→ **Problem description**
The stretch wanted below opens at the line containing "Where can the blurred spectator" and closes at the line containing "Where can the number". Please return it exactly, with no other lines.

→ **Records provided**

****************

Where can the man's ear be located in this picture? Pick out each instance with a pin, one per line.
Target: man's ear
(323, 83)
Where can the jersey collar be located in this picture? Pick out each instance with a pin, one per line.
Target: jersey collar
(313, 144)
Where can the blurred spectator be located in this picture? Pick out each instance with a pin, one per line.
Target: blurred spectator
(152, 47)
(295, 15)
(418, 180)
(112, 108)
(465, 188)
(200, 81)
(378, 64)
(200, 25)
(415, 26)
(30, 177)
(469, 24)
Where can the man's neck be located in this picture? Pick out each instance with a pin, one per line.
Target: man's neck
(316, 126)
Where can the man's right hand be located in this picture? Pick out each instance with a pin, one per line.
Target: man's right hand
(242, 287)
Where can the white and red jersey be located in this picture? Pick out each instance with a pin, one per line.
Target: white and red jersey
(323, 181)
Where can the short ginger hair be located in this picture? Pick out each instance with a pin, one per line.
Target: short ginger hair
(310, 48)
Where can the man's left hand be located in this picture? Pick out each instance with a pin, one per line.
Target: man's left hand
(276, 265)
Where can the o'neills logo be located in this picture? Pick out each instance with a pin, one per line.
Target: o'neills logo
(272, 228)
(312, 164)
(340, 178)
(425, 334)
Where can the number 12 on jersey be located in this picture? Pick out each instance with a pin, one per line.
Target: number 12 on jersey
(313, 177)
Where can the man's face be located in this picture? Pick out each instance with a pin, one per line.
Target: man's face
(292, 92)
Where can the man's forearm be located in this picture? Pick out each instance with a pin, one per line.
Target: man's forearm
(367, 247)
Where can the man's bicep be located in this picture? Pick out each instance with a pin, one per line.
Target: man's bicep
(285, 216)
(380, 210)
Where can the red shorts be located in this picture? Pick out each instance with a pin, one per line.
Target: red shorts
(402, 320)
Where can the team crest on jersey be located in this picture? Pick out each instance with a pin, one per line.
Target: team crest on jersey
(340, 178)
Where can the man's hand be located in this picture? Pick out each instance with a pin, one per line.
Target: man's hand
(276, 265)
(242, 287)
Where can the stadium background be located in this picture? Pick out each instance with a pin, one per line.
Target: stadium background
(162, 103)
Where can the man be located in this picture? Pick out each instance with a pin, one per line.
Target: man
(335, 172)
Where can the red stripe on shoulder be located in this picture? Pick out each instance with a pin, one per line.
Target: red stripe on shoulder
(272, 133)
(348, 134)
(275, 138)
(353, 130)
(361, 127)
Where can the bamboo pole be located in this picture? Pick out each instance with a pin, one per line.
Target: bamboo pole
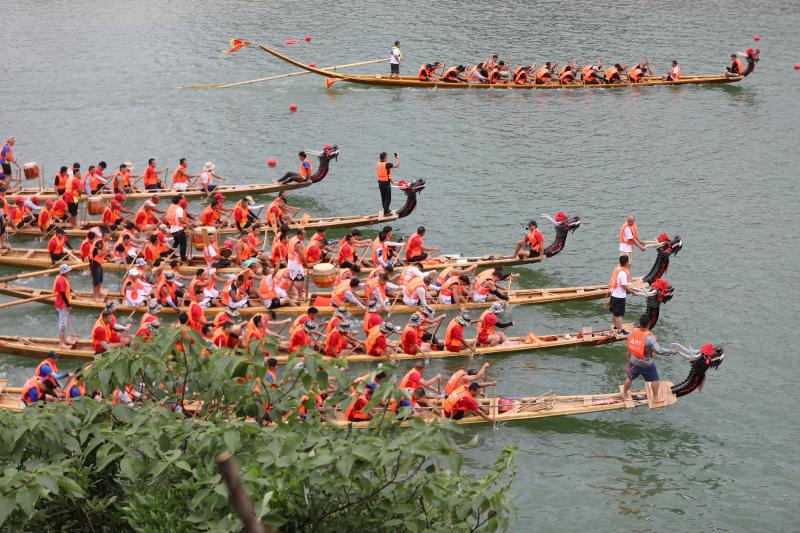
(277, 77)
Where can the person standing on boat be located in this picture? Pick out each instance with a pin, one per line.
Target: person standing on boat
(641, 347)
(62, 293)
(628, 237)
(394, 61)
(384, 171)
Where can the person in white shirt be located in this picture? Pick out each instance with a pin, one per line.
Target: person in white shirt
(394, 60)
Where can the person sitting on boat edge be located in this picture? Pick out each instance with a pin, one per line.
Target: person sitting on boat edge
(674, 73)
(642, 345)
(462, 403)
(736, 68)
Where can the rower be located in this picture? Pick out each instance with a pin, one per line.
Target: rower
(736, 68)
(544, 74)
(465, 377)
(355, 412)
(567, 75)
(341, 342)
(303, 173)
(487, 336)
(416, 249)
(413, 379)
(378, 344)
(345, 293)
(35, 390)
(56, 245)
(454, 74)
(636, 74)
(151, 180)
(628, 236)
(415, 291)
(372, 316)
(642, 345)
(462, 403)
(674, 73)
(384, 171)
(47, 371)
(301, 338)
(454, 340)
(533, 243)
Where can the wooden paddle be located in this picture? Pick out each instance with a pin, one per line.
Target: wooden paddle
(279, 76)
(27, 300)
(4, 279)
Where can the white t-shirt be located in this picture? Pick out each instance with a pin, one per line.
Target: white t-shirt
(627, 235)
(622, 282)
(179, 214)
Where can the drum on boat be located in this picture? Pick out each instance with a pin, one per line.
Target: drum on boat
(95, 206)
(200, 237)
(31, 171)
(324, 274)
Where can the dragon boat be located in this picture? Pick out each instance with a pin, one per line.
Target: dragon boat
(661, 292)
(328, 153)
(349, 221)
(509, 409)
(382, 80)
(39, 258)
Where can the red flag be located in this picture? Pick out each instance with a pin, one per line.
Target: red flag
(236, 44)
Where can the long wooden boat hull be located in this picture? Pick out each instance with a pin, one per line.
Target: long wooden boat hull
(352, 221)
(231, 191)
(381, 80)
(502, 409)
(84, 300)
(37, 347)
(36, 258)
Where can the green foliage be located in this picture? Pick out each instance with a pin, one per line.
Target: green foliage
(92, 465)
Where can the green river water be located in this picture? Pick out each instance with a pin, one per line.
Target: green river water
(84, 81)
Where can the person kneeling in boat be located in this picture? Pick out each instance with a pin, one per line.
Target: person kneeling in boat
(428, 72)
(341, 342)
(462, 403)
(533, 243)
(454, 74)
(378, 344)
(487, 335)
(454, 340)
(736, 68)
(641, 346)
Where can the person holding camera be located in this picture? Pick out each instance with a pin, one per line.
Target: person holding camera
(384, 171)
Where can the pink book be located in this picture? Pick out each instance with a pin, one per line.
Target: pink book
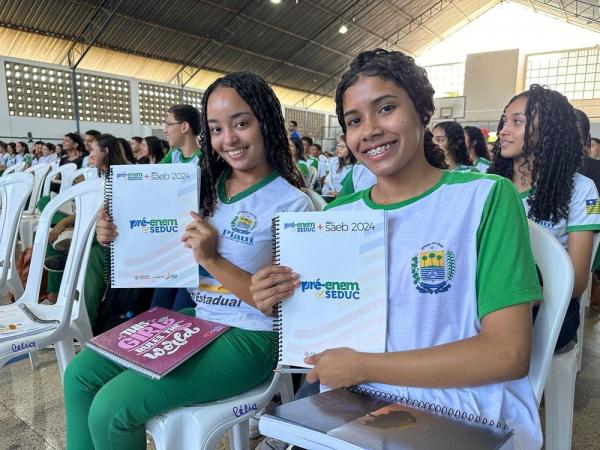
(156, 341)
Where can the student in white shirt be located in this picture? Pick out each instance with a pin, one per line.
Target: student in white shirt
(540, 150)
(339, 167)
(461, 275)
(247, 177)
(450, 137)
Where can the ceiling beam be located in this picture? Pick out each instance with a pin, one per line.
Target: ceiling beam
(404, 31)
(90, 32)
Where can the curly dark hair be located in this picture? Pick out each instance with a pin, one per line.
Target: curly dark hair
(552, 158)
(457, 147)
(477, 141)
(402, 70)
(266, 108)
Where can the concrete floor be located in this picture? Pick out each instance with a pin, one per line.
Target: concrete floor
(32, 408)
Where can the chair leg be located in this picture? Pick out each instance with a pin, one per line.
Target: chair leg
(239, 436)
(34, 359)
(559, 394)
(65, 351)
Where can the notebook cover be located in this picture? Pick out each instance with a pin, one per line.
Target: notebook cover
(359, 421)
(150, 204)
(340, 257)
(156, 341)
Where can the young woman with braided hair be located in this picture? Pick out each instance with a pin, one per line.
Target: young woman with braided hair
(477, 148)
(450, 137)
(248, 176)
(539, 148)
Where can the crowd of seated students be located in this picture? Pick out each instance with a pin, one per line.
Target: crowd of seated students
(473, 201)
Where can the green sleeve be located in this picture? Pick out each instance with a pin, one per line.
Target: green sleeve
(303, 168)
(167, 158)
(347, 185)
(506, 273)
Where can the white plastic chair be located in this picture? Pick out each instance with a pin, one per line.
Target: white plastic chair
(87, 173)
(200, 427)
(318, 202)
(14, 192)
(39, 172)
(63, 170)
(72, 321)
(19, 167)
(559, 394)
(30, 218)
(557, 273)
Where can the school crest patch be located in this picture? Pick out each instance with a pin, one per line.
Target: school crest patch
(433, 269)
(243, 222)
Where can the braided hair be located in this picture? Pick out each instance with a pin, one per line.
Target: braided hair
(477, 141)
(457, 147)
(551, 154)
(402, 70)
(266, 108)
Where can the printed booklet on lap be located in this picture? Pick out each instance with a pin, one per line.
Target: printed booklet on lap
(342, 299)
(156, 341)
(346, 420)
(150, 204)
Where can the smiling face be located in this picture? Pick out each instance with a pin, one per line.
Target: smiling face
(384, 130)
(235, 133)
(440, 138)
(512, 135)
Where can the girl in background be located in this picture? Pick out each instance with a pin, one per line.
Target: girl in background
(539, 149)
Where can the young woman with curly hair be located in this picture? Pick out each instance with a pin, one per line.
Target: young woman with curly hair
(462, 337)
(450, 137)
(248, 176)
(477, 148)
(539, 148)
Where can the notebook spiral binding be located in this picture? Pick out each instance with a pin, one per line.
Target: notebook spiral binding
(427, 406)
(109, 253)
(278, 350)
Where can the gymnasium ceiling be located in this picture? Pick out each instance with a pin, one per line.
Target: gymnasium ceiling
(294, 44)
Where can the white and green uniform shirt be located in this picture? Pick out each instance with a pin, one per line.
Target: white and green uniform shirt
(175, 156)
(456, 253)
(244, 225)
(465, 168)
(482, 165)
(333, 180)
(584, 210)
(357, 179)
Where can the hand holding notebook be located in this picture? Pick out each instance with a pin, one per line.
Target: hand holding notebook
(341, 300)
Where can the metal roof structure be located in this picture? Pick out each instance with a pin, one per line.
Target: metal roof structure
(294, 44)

****************

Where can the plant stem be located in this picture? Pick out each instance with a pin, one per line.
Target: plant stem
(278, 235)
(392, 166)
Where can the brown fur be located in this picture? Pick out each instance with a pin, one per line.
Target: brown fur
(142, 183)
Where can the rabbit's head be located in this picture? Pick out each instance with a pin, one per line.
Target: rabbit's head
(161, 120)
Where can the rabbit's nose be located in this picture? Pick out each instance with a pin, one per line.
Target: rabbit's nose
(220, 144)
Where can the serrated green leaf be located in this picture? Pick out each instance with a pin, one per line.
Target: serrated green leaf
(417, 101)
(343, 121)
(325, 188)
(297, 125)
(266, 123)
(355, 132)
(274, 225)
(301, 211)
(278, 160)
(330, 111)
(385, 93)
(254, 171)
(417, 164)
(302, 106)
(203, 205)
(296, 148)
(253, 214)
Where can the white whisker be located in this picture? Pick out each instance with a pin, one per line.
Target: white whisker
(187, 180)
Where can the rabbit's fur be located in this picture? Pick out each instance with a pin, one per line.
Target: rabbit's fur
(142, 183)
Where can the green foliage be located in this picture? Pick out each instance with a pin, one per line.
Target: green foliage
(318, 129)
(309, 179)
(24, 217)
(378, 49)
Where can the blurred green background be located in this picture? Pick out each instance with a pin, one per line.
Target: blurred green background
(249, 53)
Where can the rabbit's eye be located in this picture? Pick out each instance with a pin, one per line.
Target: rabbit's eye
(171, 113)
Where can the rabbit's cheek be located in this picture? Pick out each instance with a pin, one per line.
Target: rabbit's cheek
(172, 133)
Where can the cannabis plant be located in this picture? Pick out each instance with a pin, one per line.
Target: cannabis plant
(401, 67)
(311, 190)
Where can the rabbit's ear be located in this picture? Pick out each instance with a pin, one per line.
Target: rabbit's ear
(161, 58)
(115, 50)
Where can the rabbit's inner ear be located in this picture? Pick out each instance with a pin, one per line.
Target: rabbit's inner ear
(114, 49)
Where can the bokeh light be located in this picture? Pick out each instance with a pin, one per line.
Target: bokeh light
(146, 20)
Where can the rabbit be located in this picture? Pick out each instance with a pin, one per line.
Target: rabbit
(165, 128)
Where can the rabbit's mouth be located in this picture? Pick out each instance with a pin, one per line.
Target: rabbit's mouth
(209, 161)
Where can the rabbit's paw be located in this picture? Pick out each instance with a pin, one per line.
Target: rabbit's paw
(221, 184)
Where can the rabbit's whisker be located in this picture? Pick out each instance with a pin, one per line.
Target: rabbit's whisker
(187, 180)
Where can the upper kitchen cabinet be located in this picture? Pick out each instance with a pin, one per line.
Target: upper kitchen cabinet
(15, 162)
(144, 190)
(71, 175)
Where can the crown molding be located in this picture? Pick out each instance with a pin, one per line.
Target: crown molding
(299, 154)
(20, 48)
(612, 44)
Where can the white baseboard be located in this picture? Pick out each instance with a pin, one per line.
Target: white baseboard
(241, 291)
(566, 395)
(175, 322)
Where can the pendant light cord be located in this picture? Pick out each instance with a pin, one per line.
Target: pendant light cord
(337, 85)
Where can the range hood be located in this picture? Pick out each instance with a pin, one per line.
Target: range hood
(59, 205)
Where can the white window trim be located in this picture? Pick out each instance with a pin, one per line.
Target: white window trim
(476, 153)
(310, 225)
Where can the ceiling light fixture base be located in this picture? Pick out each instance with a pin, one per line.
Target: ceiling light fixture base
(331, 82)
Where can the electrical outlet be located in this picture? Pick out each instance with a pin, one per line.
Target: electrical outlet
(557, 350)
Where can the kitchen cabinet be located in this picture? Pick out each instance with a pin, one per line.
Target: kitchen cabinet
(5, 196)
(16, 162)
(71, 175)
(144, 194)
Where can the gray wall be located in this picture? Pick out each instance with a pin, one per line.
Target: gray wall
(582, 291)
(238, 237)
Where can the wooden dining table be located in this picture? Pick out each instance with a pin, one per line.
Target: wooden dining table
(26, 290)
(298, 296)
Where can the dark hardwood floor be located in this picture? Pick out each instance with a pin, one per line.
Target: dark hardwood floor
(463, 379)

****************

→ **Solution to the exercise**
Where can the blurred spectator be located in this picture? Pick out each instance with a pin, one per line.
Target: blurred spectator
(152, 47)
(295, 15)
(418, 180)
(112, 108)
(465, 188)
(200, 81)
(378, 64)
(200, 25)
(415, 26)
(30, 177)
(469, 24)
Where can the man's neck be located in this picture? Pick out each instance with a pin, one per line.
Target: man's neck
(316, 126)
Where can the man's right hand be located in this picture? Pick out each instance with a pin, one per line.
Target: man's right hand
(242, 287)
Where can the white and red jersey be located in this picture? Pick out each instance with a pin, one per line.
Target: white and red jersey
(323, 181)
Where can the short ginger hair be located in this picture? Pick out each instance with a pin, one per line.
Target: short ginger hair
(310, 48)
Where can the man's left hand be located in this picture? Pick out each instance with a pin, one per line.
Target: man's left hand
(276, 265)
Where can the o'neills logo be located in this picture? Pick out each instance with a pin, one per line.
Target: o'neills logo
(272, 228)
(312, 164)
(340, 178)
(425, 334)
Where can the number 12 on jersey be located in this picture? Pick out each instance with a pin, one per line.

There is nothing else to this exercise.